More clearing up...

Jim's description on how an auto-sensing hub works was excellent.

and here's some other thoughts.

The data transfer between any two devices will only happen at the 
speed of the slowest device.

So, a Mac talking to a switch at 100bps will talk to the switch at 
that speed, but if another Mac is only talking at 10bps, the two Macs 
will only talk to each other at 10bps.  The faster one will have a 
lot of wait cycles.

Now, there are two different technologies going into auto-sensing 
hubs though.  That is, a 10/100 Hub.  One, the backbone of the entire 
hub will communicate at the slowest speed (these are usually the very 
cheap 10/100 hubs), and the other that operates as two separate hubs 
joined together with a switch and therefore they will operate at the 
speed of the slowest device.  If both devices are 100bps, then the 
speed is 100bps, depending on load of the hub.    I would wager that 
over 90% of the autosensing hubs use this method.

SET PROBLEM 1: Please reproduce the post on auto-sensing hubs from "So, a Mac talking" up to and including "use this method.", substituting "bet" for "wager".
SET PROBLEM 2: Translate this sentence from the post on auto-sensing hubs into Spanish: "The data transfer between any two devices will only happen at the speed of the slowest device."
The listing comes from a separate source unrelated to the post on auto-sensing hubs.

DATASET EXCERPTS:
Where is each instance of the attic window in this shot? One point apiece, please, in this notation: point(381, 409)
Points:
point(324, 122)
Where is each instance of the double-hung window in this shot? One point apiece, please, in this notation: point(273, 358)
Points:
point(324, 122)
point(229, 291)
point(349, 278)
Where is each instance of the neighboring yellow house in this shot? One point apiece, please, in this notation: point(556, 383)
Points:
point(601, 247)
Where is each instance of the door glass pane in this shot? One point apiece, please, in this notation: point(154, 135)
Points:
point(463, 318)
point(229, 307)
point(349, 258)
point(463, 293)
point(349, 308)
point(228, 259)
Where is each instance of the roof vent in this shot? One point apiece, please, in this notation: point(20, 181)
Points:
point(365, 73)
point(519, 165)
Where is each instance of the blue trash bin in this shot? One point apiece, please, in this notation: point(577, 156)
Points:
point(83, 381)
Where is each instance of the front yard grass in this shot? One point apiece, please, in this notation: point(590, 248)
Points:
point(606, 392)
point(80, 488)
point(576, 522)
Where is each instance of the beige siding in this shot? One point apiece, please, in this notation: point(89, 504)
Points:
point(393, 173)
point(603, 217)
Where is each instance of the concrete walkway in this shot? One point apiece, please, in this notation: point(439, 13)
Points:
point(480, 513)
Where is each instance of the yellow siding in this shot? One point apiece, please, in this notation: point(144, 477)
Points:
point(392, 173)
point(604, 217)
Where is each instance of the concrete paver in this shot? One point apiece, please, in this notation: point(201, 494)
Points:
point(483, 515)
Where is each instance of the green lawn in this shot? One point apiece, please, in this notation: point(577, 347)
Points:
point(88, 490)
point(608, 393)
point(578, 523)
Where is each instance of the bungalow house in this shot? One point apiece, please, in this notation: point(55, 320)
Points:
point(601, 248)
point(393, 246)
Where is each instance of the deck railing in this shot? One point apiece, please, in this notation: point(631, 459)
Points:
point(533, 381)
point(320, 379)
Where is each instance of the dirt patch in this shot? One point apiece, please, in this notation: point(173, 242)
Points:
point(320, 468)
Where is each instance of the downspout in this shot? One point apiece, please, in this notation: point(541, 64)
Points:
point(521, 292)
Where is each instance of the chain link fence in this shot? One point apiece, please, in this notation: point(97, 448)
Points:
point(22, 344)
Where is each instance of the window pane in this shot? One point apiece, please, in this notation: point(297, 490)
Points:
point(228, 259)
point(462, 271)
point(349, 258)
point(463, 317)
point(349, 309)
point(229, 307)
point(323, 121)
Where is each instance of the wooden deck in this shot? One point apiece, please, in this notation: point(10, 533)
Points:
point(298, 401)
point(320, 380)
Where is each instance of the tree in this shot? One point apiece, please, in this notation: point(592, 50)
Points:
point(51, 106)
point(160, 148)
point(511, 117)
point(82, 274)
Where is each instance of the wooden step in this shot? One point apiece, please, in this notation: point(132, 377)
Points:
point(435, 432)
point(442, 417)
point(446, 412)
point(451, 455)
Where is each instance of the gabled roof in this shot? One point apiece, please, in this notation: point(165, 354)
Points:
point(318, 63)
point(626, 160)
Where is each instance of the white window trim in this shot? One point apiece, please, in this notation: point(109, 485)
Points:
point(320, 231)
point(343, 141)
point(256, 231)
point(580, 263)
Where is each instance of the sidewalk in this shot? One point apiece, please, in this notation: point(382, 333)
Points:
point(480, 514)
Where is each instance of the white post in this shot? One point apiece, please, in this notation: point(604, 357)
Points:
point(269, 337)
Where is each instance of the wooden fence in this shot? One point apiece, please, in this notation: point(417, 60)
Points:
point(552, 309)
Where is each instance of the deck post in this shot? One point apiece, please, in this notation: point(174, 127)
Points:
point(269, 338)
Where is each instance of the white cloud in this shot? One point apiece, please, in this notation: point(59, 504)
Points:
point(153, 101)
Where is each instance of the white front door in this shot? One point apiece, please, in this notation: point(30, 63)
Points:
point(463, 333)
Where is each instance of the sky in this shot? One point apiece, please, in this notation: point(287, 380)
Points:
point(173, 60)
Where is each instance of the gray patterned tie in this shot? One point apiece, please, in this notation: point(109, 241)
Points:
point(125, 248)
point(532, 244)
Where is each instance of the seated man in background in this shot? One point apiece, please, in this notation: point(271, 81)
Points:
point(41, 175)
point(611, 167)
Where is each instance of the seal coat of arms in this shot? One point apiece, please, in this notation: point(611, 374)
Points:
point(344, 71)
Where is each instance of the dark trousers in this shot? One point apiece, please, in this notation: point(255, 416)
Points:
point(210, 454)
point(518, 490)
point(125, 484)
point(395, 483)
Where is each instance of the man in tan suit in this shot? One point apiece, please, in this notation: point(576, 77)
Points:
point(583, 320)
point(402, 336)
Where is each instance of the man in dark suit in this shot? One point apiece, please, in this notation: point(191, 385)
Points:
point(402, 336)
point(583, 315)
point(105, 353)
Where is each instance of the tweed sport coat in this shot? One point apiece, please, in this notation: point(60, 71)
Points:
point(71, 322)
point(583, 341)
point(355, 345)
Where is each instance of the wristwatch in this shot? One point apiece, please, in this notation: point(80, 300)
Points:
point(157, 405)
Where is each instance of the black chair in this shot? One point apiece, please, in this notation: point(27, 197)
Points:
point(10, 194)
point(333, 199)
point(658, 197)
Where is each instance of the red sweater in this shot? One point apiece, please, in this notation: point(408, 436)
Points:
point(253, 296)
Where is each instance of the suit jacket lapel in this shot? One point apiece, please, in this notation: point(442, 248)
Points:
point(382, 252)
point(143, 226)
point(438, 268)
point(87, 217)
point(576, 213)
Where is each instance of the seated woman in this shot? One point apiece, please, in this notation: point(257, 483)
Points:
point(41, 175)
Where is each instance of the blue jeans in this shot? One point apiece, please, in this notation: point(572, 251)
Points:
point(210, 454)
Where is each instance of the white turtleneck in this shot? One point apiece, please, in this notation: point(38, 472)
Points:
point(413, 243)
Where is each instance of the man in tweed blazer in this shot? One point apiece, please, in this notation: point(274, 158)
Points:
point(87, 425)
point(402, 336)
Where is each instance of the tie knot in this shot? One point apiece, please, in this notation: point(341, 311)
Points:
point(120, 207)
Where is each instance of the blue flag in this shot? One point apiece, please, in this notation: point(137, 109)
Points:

EXPECTED ANSWER 1:
So, a Mac talking to a switch at 100bps will talk to the switch at 
that speed, but if another Mac is only talking at 10bps, the two Macs 
will only talk to each other at 10bps.  The faster one will have a 
lot of wait cycles.

Now, there are two different technologies going into auto-sensing 
hubs though.  That is, a 10/100 Hub.  One, the backbone of the entire 
hub will communicate at the slowest speed (these are usually the very 
cheap 10/100 hubs), and the other that operates as two separate hubs 
joined together with a switch and therefore they will operate at the 
speed of the slowest device.  If both devices are 100bps, then the 
speed is 100bps, depending on load of the hub.    I would bet that 
over 90% of the autosensing hubs use this method.

EXPECTED ANSWER 2: La transferencia de datos entre dos dispositivos cualesquiera solo se producirá a la velocidad del dispositivo más lento.